--- ASSIGNMENT ---
Copy out each line from the material where the word "below" is found.
——————————
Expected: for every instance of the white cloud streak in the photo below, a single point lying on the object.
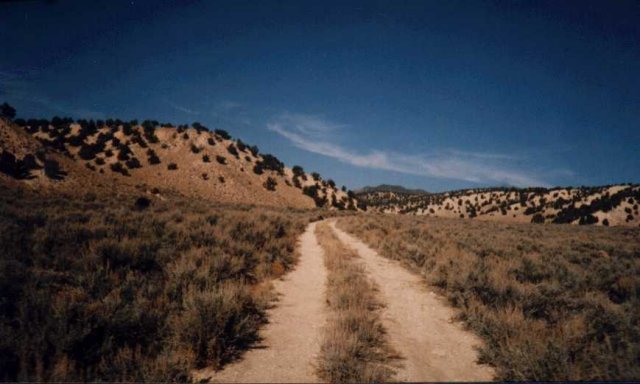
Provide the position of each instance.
(313, 134)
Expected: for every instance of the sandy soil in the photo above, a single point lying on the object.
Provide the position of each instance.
(291, 340)
(420, 324)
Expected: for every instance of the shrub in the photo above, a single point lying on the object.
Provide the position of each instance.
(118, 168)
(52, 170)
(537, 218)
(269, 162)
(124, 153)
(233, 151)
(152, 157)
(142, 203)
(133, 163)
(298, 171)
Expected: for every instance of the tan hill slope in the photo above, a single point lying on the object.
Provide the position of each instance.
(605, 205)
(96, 156)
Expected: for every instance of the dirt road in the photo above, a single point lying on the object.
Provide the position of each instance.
(419, 323)
(291, 340)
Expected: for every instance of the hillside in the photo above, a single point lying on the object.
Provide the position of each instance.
(83, 156)
(399, 189)
(605, 205)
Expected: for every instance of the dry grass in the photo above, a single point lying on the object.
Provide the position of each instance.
(551, 302)
(98, 290)
(354, 347)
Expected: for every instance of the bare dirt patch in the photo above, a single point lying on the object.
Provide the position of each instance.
(420, 324)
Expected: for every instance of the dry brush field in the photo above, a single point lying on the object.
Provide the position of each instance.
(551, 302)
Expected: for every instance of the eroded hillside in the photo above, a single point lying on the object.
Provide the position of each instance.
(605, 205)
(87, 156)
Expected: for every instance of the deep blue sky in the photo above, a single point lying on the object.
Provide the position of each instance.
(432, 94)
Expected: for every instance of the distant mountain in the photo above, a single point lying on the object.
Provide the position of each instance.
(113, 156)
(391, 188)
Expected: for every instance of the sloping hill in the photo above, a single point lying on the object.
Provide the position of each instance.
(605, 205)
(112, 155)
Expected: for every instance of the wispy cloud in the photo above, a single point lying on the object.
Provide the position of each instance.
(19, 86)
(314, 134)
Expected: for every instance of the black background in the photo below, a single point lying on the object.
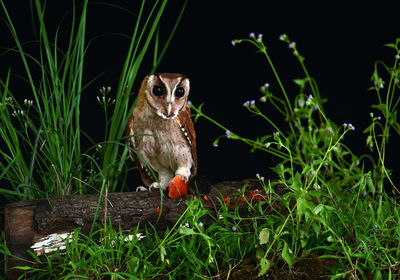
——————————
--- EXPECTED ANSWER ---
Expected: for every instance of the white cloud streak in the photo below, a single point lying on the object.
Expected: for every instance of the black background in the photo below, a single point lying on the object.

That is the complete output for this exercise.